Rewrite the records below, swapping every "marker" for "dot" and changing nothing else. Omit the pictures from your answer.

##### Task input

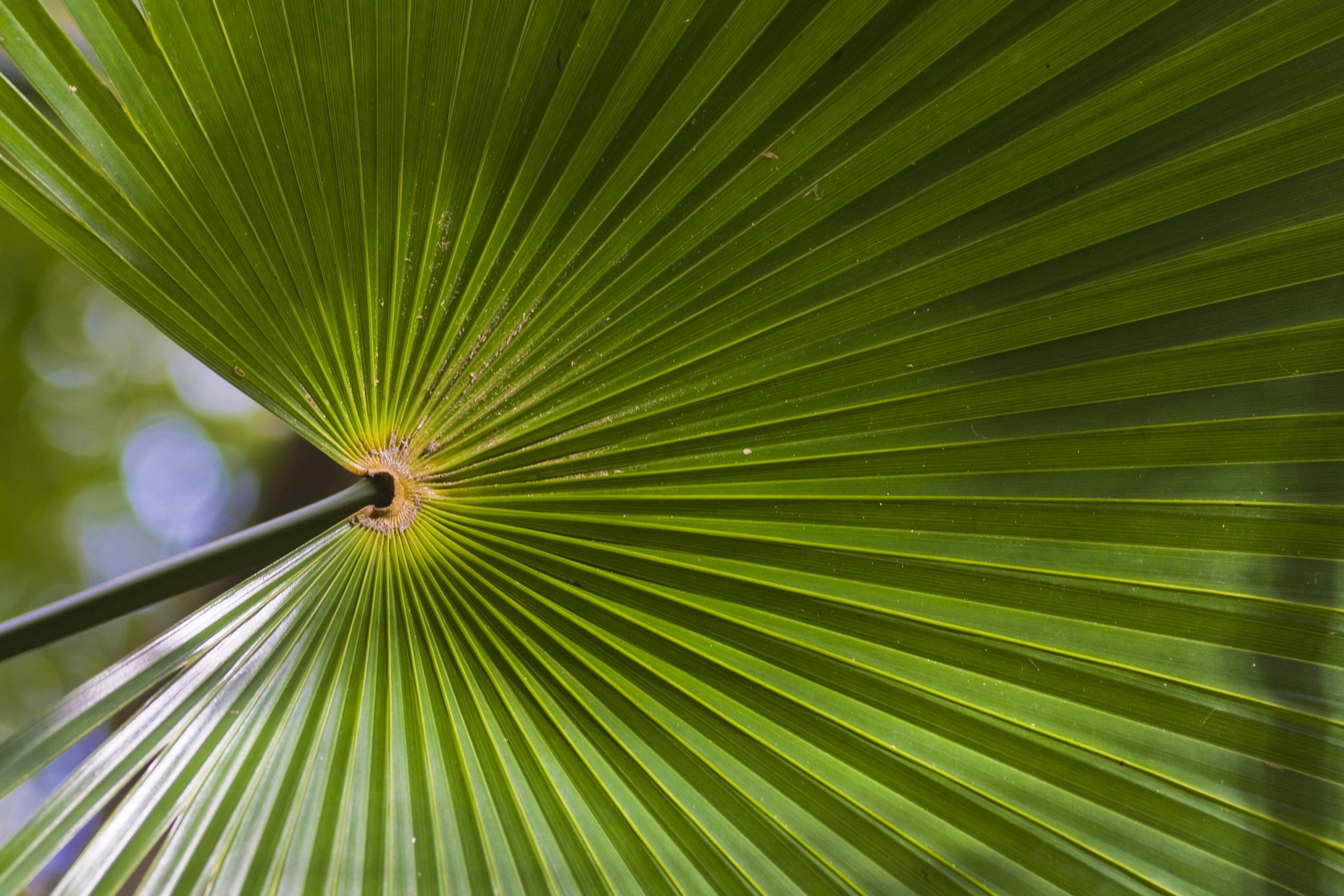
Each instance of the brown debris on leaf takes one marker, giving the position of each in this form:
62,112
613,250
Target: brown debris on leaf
410,492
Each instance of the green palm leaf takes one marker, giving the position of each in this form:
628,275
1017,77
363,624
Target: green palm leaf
842,447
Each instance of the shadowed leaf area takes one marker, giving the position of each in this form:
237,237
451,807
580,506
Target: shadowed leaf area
843,448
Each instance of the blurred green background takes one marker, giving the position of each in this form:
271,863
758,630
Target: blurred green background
116,449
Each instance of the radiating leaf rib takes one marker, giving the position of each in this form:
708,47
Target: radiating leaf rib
850,447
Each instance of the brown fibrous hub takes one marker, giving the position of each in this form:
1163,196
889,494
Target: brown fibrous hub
410,492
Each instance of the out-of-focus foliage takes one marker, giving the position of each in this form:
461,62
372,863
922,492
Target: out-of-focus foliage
843,447
116,448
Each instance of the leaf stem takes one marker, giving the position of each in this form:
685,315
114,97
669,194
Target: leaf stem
233,554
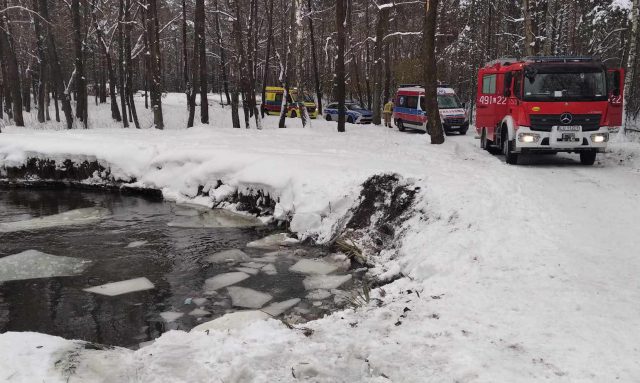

##########

Answer for the task »
Each instance of the brown debris on leaf takes one dot, giving the position of each in this form:
62,112
613,250
Target: brown debris on leaf
410,492
Each instance of the green palm leaf takes one dot, giving the position of each in this form:
628,275
1017,77
363,624
Target: green palm leaf
842,447
Each instance of the shadowed leaf area takes one dot, giving the position of each in this form:
237,237
451,807
580,506
Target: shadowed leaf area
843,448
Each instance of the blurred green background takes one dot, giving the position of each in this form:
271,863
758,630
Target: blurred green background
116,449
Each instance of the radiating leaf rib takes one dot, giving the position of each in this form:
708,47
Target: radiating leaf rib
850,447
Each instance of the brown fibrous hub takes one dot, giving the position of each in this form:
1163,196
889,494
Target: brown fibrous hub
410,492
Each instance of the out-of-focus foliage takes one dot, giving the position of each in this form:
461,62
372,863
922,492
Target: out-of-focus foliage
843,447
116,448
Each instance of the leaf stem takes one dot, giving the position of each in this form:
685,315
114,97
669,194
Target: leaf stem
233,554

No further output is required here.